══ Extrait choisi ══

Nous étions médecins, par opposition aux spécialistes qui se sont déployés, nous sommes devenus généralistes. Non ! Bobologues coûteux sur modèle knockien pour les politiques, mais médecins de famille pour nos patients, confidents ou curés pour certains, car ils ne se confient pas au premier venu. Certains, sentant leur ego bafoué après tant d’études longues et difficiles se sont plaints, mais contrairement à la beauté de la figure de style du clair-obscur, un généraliste-spécialiste, c’est du (Knock)², aussi on les affubla d’un nouveau nom — n’oublions pas que pour un politique le moindre mot a du sens —, celui de médecin traitant, avant d’accepter qu’ils se déguisent en spécialistes, bien sûr sans les honoraires qui vont avec le statut, l’inverse étant hors du politiquement correct. Mais un médecin traitant, il est spécialiste en quoi ?
On peut décrire le parcours du patient en quatre phases. Une première d’observation, disons, une seconde qui comprend tout ce qui est préliminaire à la phase diagnostique, une troisième qui est celle du choix du traitement, et la dernière qui est celle de la surveillance du traitement. Si nous nous plaçons dans le cadre de la santé publique, seule médecine qui intéresse les politiques, médecine qui ne s’intéresse en réalité qu’aux catastrophiques pathologies générées par notre modèle de vie, le médecin traitant doit se placer uniquement au niveau de la quatrième phase.

═══

Consigne:
Répondez brièvement aux questions suivantes sur l'extrait consacré au médecin traitant.
1. Quel nouveau nom a-t-on donné aux généralistes ?
2. En combien de phases le parcours du patient est-il décrit ?
3. Dans le cadre de la santé publique, à quelle phase le médecin traitant doit-il se placer ?

══ Données présentées ══

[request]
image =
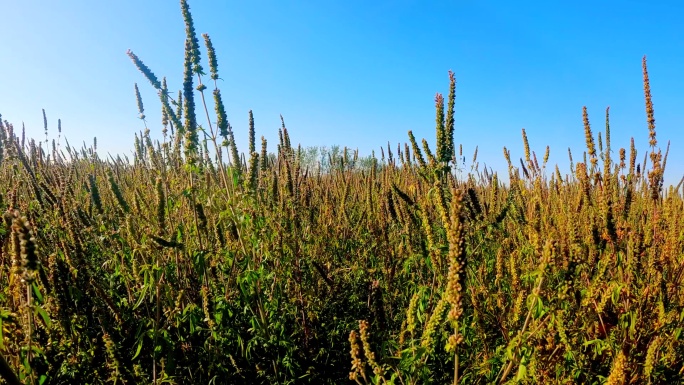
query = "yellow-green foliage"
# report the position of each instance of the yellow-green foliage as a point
(180, 267)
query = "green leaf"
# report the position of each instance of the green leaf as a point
(44, 316)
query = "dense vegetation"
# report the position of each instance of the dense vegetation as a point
(181, 267)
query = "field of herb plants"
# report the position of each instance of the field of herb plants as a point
(192, 264)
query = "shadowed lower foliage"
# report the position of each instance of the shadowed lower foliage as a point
(178, 267)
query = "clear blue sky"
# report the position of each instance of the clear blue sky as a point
(358, 73)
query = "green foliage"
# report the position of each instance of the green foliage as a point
(322, 267)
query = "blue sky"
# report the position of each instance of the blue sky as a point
(358, 73)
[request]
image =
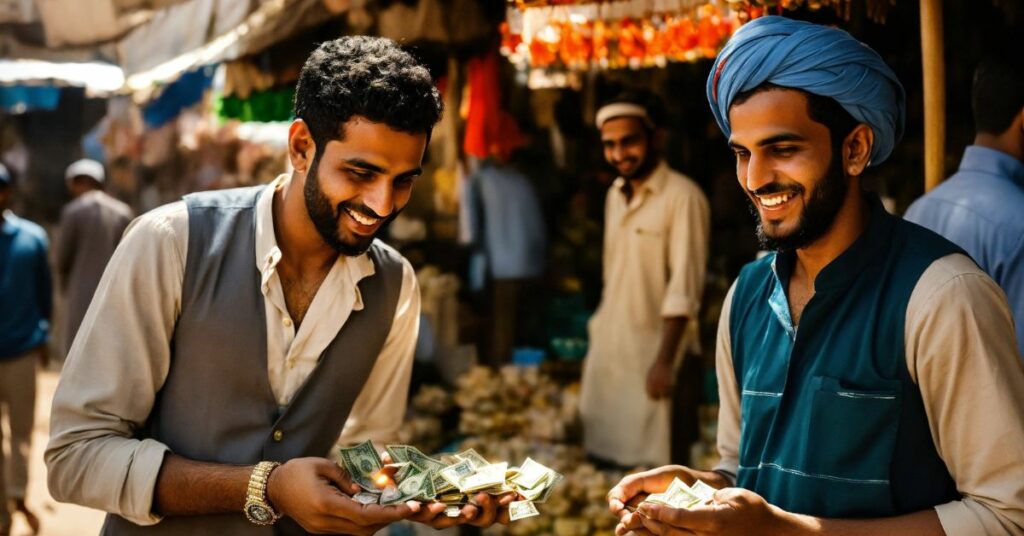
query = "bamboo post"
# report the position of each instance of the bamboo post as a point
(935, 91)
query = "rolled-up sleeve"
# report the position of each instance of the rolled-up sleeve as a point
(728, 394)
(962, 351)
(118, 363)
(687, 258)
(380, 408)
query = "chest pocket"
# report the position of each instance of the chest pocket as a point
(854, 434)
(648, 232)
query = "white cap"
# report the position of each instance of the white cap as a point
(86, 167)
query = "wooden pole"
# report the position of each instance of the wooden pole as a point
(933, 65)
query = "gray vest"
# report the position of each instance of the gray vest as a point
(216, 404)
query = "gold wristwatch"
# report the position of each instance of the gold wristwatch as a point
(258, 509)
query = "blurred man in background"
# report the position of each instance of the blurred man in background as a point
(980, 208)
(90, 229)
(26, 298)
(656, 231)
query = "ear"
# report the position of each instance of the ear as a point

═══

Réponse:
1. Celui de médecin traitant.
2. En quatre phases.
3. Uniquement à la quatrième, celle de la surveillance du traitement.